(Pointing records)
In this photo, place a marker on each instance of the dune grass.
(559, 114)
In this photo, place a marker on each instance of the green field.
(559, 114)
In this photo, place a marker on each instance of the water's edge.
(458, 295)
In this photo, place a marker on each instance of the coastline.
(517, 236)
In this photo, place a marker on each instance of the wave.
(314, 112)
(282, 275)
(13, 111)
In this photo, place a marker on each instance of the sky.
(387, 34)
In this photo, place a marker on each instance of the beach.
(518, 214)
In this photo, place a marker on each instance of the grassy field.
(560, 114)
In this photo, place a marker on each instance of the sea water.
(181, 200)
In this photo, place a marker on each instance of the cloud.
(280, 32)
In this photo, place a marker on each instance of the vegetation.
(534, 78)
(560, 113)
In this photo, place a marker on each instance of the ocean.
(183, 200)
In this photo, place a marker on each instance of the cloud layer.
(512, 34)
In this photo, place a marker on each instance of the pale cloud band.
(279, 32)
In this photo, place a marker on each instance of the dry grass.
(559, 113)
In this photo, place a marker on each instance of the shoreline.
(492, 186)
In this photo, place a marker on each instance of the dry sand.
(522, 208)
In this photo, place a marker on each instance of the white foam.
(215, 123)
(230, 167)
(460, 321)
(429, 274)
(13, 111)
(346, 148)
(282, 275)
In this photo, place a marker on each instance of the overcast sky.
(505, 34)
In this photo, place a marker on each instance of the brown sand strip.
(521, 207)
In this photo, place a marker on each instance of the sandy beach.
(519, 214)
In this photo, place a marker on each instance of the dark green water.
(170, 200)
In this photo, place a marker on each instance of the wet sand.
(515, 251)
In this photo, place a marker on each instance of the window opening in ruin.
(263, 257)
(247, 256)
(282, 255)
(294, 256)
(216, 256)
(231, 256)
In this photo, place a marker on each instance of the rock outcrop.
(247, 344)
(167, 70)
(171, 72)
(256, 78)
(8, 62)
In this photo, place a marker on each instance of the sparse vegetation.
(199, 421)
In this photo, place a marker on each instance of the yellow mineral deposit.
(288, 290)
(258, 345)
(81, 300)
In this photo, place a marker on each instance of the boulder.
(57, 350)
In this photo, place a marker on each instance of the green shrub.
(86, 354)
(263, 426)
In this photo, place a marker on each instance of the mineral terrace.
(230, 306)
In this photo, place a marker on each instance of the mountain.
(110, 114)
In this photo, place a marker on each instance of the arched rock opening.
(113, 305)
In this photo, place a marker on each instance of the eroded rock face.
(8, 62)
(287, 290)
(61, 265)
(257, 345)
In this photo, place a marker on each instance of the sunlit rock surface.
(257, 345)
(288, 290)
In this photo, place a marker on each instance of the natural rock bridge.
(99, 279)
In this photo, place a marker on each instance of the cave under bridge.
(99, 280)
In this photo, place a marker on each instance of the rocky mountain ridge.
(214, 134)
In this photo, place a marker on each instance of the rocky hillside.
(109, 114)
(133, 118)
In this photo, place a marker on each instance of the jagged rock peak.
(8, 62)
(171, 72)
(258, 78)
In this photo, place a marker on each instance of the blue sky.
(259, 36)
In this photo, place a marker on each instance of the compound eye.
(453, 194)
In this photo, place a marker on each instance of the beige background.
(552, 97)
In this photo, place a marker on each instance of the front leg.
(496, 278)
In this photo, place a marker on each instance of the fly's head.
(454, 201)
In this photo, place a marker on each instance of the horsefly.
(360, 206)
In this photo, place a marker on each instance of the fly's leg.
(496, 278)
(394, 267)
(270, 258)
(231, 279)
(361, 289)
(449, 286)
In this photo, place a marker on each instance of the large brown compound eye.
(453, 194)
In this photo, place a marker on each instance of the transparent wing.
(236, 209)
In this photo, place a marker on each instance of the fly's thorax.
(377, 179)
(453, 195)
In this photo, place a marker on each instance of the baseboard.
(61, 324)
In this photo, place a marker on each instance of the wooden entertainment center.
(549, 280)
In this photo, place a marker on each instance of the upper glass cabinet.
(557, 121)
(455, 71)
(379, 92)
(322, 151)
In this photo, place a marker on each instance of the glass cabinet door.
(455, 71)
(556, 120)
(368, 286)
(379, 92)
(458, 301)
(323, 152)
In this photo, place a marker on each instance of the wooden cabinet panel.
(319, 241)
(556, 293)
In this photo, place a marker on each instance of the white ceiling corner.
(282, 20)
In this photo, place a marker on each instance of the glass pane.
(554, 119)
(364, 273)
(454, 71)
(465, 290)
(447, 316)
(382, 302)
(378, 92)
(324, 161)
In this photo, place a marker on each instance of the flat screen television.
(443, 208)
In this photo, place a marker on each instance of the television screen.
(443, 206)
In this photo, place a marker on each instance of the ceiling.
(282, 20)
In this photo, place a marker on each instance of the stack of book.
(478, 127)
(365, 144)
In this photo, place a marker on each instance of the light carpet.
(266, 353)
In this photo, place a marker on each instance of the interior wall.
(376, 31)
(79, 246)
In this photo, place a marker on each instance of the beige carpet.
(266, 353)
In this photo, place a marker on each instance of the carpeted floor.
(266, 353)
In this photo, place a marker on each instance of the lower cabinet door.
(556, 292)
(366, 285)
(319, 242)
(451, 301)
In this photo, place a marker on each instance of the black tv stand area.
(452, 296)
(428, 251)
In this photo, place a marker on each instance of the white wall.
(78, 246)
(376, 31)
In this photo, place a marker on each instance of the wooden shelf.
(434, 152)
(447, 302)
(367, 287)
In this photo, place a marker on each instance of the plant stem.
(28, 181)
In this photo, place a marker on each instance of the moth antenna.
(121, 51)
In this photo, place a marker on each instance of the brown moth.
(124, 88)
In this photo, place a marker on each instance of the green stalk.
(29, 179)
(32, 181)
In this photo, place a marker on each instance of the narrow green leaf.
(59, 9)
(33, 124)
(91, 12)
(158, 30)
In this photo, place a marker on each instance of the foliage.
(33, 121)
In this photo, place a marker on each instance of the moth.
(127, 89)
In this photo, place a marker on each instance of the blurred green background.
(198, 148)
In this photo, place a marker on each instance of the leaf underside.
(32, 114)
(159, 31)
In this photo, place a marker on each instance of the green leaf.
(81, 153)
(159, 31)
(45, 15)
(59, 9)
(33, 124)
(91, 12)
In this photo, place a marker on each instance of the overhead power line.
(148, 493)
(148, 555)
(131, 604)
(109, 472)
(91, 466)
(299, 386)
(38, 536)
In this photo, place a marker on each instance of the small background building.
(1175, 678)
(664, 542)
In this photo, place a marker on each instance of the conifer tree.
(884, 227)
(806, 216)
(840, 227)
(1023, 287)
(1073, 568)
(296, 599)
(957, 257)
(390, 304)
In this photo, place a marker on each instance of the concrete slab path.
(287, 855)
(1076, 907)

*GIVEN EXERCISE*. Rewrite the entries above, switching "place a marker" to "put a pin" everywhere it appears and keeping every other word the same.

*RESULT*.
In this photo, put a pin on each instance of the dune grass.
(559, 114)
In this photo, put a pin on each instance of the green field.
(559, 114)
In this photo, put a pin on each instance of the water's edge.
(458, 295)
In this photo, put a pin on each instance of the coastline.
(517, 236)
In this photo, put a pin on each instance of the wave.
(314, 112)
(282, 275)
(13, 111)
In this photo, put a pin on each instance of the sky.
(387, 34)
In this photo, put a pin on each instance of the beach.
(518, 214)
In this photo, put a pin on each instance of the grassy field.
(560, 114)
In this photo, put a pin on each instance of the sea water.
(181, 200)
In this photo, put a pin on each instance of the cloud.
(280, 32)
In this photo, put a pin on each instance of the vegetation.
(534, 78)
(560, 113)
In this photo, put a pin on each instance of the ocean.
(183, 200)
In this photo, put a pin on each instance of the cloud layer.
(512, 34)
In this photo, put a pin on each instance of the pale cloud band.
(279, 32)
In this photo, put a pin on each instance of the dry grass.
(559, 113)
In this photo, put a pin on each instance of the shoreline.
(492, 186)
In this photo, put a pin on each instance of the dry sand.
(522, 208)
In this photo, put a pin on each instance of the white foam.
(215, 123)
(230, 167)
(460, 321)
(429, 274)
(13, 111)
(346, 148)
(282, 275)
In this photo, put a pin on each instance of the overcast sky.
(505, 34)
In this photo, put a pin on each instance of the brown sand strip.
(521, 207)
In this photo, put a pin on each instance of the sandy beach.
(519, 214)
In this photo, put a pin on each instance of the dark green water.
(170, 200)
In this photo, put a pin on each instance of the wet sand.
(515, 251)
In this photo, put a pin on each instance of the window opening in ruin.
(263, 257)
(247, 256)
(282, 255)
(294, 256)
(216, 256)
(231, 256)
In this photo, put a pin on each instance of the rock outcrop.
(247, 344)
(167, 70)
(171, 72)
(256, 78)
(8, 62)
In this photo, put a pin on each instance of the sparse vegetation.
(199, 421)
In this photo, put a pin on each instance of the yellow mineral deposit.
(288, 290)
(258, 345)
(81, 300)
In this photo, put a pin on each instance of the boulder.
(57, 350)
In this photo, put a pin on each instance of the green shrub.
(86, 354)
(263, 426)
In this photo, put a pin on each instance of the mineral terrace.
(230, 306)
In this photo, put a pin on each instance of the mountain.
(110, 114)
In this photo, put a pin on each instance of the arched rock opening.
(113, 305)
In this photo, put a pin on each instance of the eroded rock face.
(8, 62)
(287, 290)
(61, 265)
(257, 345)
In this photo, put a pin on each instance of the sunlit rock surface.
(257, 345)
(288, 290)
In this photo, put a pin on each instance of the natural rock bridge.
(99, 279)
In this photo, put a pin on each instance of the cave under bridge.
(99, 280)
In this photo, put a pin on each instance of the rocky mountain ridge.
(214, 134)
In this photo, put a pin on each instance of the rocky hillside.
(109, 114)
(133, 118)
In this photo, put a pin on each instance of the jagged rock peak.
(8, 62)
(171, 72)
(258, 78)
In this photo, put a pin on each instance of the blue sky.
(259, 36)
In this photo, put a pin on each instance of the compound eye.
(453, 194)
In this photo, put a pin on each instance of the beige background.
(552, 97)
In this photo, put a pin on each instance of the front leg.
(496, 278)
In this photo, put a pin on each instance of the fly's head.
(454, 201)
In this photo, put a pin on each instance of the horsefly.
(360, 206)
In this photo, put a pin on each instance of the fly's leg.
(496, 278)
(394, 267)
(270, 258)
(231, 279)
(361, 289)
(449, 286)
In this photo, put a pin on each instance of the large brown compound eye.
(453, 194)
In this photo, put a pin on each instance of the transparent wing.
(236, 209)
In this photo, put a pin on each instance of the fly's thorax.
(377, 179)
(453, 195)
In this photo, put a pin on each instance of the baseboard.
(61, 324)
In this photo, put a pin on each instance of the wooden entertainment center.
(549, 280)
In this photo, put a pin on each instance of the upper glass cabinet.
(557, 121)
(455, 71)
(379, 92)
(322, 151)
In this photo, put a pin on each instance of the glass cabinet door.
(455, 71)
(556, 120)
(368, 286)
(379, 92)
(458, 301)
(323, 152)
In this photo, put a pin on each instance of the wooden cabinet panel.
(319, 241)
(556, 293)
In this photo, put a pin on each instance of the white ceiling corner.
(282, 20)
In this photo, put a pin on each instance of the glass pane.
(554, 119)
(364, 273)
(454, 71)
(465, 290)
(447, 316)
(382, 302)
(378, 92)
(324, 161)
In this photo, put a pin on each instance of the flat screen television.
(443, 208)
In this photo, put a pin on each instance of the television screen.
(443, 206)
In this photo, put a pin on each instance of the ceiling.
(282, 20)
In this photo, put a pin on each instance of the stack of book.
(478, 127)
(365, 144)
In this photo, put a pin on each instance of the light carpet.
(266, 353)
In this photo, put a pin on each instance of the interior wall.
(376, 31)
(79, 246)
In this photo, put a pin on each instance of the beige carpet.
(266, 353)
In this photo, put a pin on each instance of the carpeted floor.
(266, 353)
In this photo, put a pin on each instance of the lower cabinet door.
(556, 292)
(366, 285)
(319, 242)
(451, 301)
In this photo, put a pin on each instance of the black tv stand area.
(452, 296)
(428, 251)
In this photo, put a pin on each instance of the white wall.
(78, 246)
(376, 31)
In this photo, put a pin on each instance of the wooden shelf.
(434, 152)
(447, 302)
(367, 287)
In this photo, put a pin on each instance of the plant stem.
(28, 181)
In this photo, put a pin on each instance of the moth antenna.
(121, 51)
In this photo, put a pin on each instance of the brown moth.
(124, 88)
In this photo, put a pin on each instance of the green stalk.
(29, 179)
(32, 181)
In this photo, put a pin on each instance of the narrow green leaf.
(59, 9)
(33, 124)
(91, 12)
(158, 30)
In this photo, put a pin on each instance of the foliage.
(33, 121)
In this photo, put a pin on each instance of the moth.
(127, 89)
In this photo, put a pin on each instance of the blurred green background.
(198, 148)
In this photo, put a pin on each instance of the leaf underside.
(32, 114)
(159, 31)
In this photo, put a pin on each instance of the green leaf.
(81, 153)
(159, 31)
(45, 15)
(59, 9)
(33, 124)
(91, 12)
In this photo, put a pin on each instance of the overhead power line.
(148, 493)
(148, 555)
(131, 604)
(109, 472)
(91, 466)
(299, 386)
(38, 536)
In this photo, put a pin on each instance of the small background building.
(1175, 678)
(664, 542)
In this photo, put a pin on each instance of the conifer tree.
(884, 227)
(806, 216)
(840, 227)
(1023, 287)
(1073, 568)
(296, 599)
(957, 257)
(390, 304)
In this photo, put a pin on each instance of the concrete slab path.
(287, 855)
(1076, 907)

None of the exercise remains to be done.